In the Barratts' hairdressing shop in Middle Hillgate, a mere four minutes' walk away from the Bradleys' home in Higher Barlow Row, Peter Henry's father had appeared little interested in the police officer's presence. He left the boy alone with him as he was questioned in the kitchen, and continued his work as they left. At the Bradleys, however, where the questioning of the two boys also took place in the kitchen, John Bradley was there to support his boy.

Mr Morley began by asking Peter Henry the same questions he had already put to him at home. "Do you go to school?"

"Sometimes, on a Sunday," Peter replied.

"Who did you play with on last Thursday afternoon?"

"With Jemmy Bradley."

"Where did you go to?"

"We went beside the Star Inn."

"Which way did you go then?"

"Down the narrow lane by the Star Inn, down Hempshaw Lane and up Love Lane."
"Was there anyone else with you?"

Peter Barratt didn't reply, but James Bradley said, "A little Boy as we met beside the Star Inn."

"Did you see anyone in Love Lane?"

"Yes, we saw a woman," James continued.

"Where did you go afterwards?"

"We went on down Love Lane until we got to a hole with some water in."

"What did you do then?"

"Peter said I must undress it," James said.

And Peter said quickly, "Thou undressed it as well as me."

"Then you both undressed it?" asked Mr Morley.

"Yes," said James.

"What did you do then?"

"Peter pushed it into the water and I took my clogs off and went in and took it out again, and Peter then said it must have another."

"Another what?"

"Another dip in the water," Bradley answered. "Peter then got a stick out of the hedge and hit it."

"Well, thou hit it as well as me," Peter said angrily.

"Where did you hit it?"

"Over the back," James said.

"Did you hit it anywhere else besides the back?"

"Yes," said James, "over the head."

"Was it in the water then?"


"How long did you hit it with that stick?"

"Until it was dead," James Bradley said; Barratt was silent.

GIVEN RECORDS
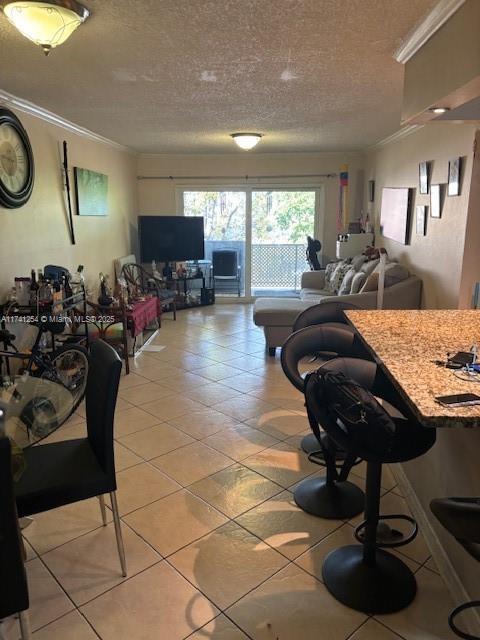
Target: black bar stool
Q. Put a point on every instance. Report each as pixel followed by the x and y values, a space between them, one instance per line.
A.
--
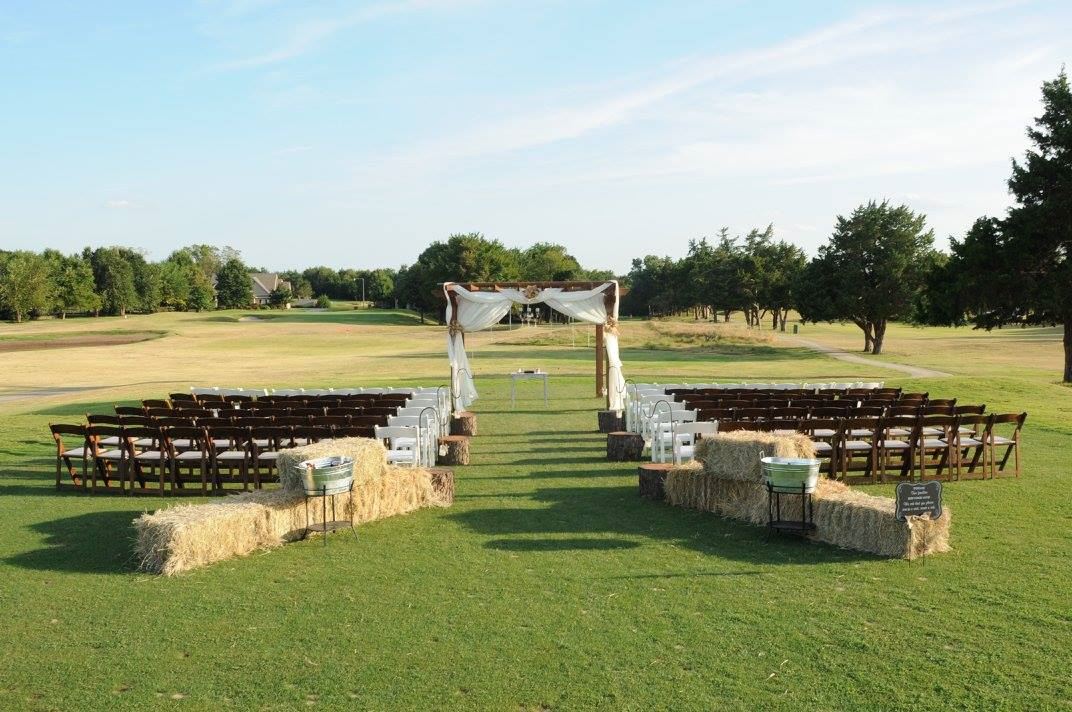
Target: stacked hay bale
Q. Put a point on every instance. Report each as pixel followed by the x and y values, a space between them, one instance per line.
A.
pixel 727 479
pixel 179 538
...
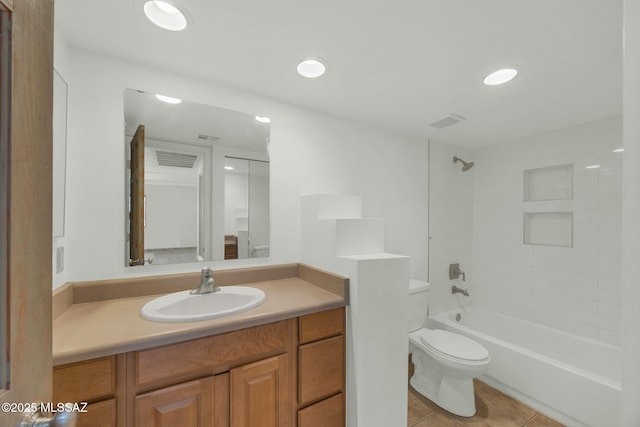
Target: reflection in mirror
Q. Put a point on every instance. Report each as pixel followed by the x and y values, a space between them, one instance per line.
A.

REQUIREMENT
Set down word for word everything in the questioning passage above, from "In the Barratts'" down to "support his boy.".

PROBLEM SOLUTION
In the Barratts' hairdressing shop in Middle Hillgate, a mere four minutes' walk away from the Bradleys' home in Higher Barlow Row, Peter Henry's father had appeared little interested in the police officer's presence. He left the boy alone with him as he was questioned in the kitchen, and continued his work as they left. At the Bradleys, however, where the questioning of the two boys also took place in the kitchen, John Bradley was there to support his boy.